#### [Recorded information]
· · ·

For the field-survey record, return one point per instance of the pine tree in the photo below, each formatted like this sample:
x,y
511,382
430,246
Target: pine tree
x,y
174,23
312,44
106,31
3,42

· · ·

#### [Task instructions]
Each entry above is to be duplicated exactly, with nothing left out.

#### [Output]
For the field-survey record, return one point per instance of the pine tree in the photo below, each formatted like this sample:
x,y
511,382
430,246
Target: pine tree
x,y
174,23
312,44
106,31
3,42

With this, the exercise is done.